- **PROBLEM TO SOLVE**
Collect every line in the material below that contains the string "magnifying", and copy each one in full.

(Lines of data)
********************
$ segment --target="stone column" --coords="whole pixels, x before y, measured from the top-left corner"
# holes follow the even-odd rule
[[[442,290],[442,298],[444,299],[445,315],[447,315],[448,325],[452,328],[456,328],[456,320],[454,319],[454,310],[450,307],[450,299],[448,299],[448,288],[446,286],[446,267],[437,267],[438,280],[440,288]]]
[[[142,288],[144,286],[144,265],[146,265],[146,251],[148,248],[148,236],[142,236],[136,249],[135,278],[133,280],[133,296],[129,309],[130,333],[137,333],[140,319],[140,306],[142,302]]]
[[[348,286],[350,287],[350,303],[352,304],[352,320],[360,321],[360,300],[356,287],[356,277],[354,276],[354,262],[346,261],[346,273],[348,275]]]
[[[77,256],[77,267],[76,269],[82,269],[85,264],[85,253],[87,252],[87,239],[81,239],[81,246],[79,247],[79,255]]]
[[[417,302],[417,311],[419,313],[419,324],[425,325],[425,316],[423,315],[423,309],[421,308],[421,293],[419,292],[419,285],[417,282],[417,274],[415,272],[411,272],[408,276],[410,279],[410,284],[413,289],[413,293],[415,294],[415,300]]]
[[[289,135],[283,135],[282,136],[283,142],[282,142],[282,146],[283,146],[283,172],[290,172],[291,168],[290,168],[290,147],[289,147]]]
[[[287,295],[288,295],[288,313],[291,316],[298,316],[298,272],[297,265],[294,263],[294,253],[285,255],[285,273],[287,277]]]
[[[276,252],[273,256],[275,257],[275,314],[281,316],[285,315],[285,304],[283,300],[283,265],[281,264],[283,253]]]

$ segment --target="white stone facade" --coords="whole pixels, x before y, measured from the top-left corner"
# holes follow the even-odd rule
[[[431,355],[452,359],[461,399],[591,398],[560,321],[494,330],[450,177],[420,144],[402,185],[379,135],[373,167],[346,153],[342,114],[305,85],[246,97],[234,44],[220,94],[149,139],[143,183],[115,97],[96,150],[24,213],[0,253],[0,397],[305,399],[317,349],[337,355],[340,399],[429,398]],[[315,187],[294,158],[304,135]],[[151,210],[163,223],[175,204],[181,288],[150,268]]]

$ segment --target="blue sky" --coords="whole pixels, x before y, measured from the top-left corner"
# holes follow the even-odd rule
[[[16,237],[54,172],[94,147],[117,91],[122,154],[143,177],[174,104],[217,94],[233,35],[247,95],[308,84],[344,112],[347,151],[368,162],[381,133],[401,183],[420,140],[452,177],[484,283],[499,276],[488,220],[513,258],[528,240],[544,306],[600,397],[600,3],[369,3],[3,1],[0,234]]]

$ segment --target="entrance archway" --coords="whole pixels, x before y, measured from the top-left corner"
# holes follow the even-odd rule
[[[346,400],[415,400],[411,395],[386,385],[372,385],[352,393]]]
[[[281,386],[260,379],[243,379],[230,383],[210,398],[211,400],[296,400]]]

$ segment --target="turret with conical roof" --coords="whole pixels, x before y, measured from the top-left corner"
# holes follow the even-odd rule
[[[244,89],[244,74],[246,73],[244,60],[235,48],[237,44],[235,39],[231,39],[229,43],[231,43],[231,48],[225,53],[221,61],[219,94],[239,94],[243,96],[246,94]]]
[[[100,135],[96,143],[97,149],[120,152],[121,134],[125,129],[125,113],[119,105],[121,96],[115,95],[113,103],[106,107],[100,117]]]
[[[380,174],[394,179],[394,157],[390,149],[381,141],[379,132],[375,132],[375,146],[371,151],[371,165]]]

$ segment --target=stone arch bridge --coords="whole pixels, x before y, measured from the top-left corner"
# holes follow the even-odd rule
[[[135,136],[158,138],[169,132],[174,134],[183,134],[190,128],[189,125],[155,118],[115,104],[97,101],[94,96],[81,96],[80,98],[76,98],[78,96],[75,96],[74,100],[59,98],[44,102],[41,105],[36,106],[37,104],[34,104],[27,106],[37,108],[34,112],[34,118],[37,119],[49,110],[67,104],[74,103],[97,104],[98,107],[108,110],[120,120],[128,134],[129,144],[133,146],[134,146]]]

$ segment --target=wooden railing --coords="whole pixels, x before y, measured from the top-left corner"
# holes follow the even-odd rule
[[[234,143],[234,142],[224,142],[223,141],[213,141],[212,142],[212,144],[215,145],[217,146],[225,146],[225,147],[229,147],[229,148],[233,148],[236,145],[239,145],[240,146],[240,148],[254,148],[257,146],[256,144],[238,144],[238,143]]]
********************
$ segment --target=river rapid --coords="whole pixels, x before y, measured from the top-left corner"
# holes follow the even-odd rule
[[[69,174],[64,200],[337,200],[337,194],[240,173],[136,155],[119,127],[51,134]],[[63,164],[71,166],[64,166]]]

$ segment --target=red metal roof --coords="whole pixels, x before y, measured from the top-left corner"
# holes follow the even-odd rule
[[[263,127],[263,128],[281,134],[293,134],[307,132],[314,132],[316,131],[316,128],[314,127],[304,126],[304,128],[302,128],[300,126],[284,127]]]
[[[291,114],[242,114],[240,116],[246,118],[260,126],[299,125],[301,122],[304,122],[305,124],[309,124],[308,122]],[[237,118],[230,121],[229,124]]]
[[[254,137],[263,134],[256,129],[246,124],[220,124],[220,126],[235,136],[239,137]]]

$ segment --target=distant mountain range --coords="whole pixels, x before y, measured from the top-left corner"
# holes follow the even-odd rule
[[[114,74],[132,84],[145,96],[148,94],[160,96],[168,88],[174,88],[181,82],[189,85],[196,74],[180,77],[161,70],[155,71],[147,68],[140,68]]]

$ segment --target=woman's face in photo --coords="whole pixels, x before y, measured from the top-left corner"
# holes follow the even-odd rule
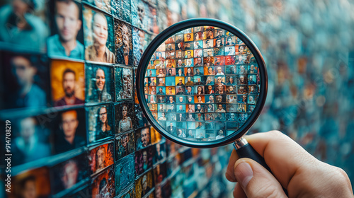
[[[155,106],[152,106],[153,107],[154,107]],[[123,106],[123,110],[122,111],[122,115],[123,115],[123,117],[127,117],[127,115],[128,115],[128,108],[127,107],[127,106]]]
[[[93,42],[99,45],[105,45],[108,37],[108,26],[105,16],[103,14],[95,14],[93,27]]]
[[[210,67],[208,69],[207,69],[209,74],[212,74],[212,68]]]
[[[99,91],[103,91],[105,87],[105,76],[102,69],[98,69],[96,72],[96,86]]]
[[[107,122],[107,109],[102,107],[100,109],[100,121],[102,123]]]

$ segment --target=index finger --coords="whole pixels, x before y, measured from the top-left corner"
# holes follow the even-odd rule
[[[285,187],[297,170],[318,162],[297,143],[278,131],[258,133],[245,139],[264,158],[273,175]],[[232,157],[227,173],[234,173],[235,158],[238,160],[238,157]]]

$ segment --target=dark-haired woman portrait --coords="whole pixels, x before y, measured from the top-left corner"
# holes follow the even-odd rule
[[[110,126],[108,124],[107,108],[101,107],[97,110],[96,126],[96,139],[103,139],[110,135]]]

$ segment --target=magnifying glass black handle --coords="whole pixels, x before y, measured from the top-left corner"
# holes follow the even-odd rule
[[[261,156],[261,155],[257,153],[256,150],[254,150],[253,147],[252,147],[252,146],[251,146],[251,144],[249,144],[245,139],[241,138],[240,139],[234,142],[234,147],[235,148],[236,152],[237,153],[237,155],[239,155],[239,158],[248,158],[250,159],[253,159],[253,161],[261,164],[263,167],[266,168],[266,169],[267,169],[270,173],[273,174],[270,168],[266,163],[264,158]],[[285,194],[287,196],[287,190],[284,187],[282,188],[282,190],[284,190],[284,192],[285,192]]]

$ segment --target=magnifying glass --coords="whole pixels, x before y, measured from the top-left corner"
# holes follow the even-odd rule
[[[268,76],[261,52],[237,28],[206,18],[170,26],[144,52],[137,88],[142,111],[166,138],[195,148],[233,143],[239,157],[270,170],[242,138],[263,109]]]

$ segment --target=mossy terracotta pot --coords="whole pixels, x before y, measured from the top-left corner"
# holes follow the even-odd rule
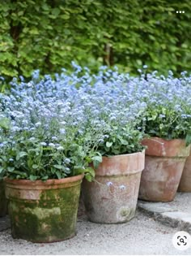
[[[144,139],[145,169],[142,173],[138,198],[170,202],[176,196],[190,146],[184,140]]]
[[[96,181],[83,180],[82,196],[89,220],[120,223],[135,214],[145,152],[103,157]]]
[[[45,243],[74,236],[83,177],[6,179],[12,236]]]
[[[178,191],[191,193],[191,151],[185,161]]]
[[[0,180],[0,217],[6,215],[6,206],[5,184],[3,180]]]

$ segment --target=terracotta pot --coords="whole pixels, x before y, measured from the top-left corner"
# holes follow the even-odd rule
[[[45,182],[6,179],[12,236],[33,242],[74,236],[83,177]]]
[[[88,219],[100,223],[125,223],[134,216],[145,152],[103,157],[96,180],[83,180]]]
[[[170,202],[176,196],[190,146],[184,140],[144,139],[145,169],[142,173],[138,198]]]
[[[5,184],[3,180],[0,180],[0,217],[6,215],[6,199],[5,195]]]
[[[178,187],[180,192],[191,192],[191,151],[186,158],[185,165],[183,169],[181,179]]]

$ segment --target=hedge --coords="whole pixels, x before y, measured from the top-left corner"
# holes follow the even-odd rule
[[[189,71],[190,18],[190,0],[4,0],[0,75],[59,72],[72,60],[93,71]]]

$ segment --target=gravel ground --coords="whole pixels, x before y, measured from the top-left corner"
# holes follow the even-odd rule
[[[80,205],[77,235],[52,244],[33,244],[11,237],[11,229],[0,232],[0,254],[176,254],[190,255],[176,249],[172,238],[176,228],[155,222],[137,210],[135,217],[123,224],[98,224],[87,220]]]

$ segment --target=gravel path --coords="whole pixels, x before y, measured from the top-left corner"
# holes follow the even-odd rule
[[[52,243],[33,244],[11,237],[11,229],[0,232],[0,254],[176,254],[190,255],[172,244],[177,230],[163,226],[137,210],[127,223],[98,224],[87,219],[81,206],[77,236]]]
********************
- **TASK OUTPUT**
$ segment --target=magnifying glass black handle --coords="whole pixels, x before y, measured from the top-left corner"
$ segment --target=magnifying glass --coords="whole pixels, x before y, measured from the top-left corner"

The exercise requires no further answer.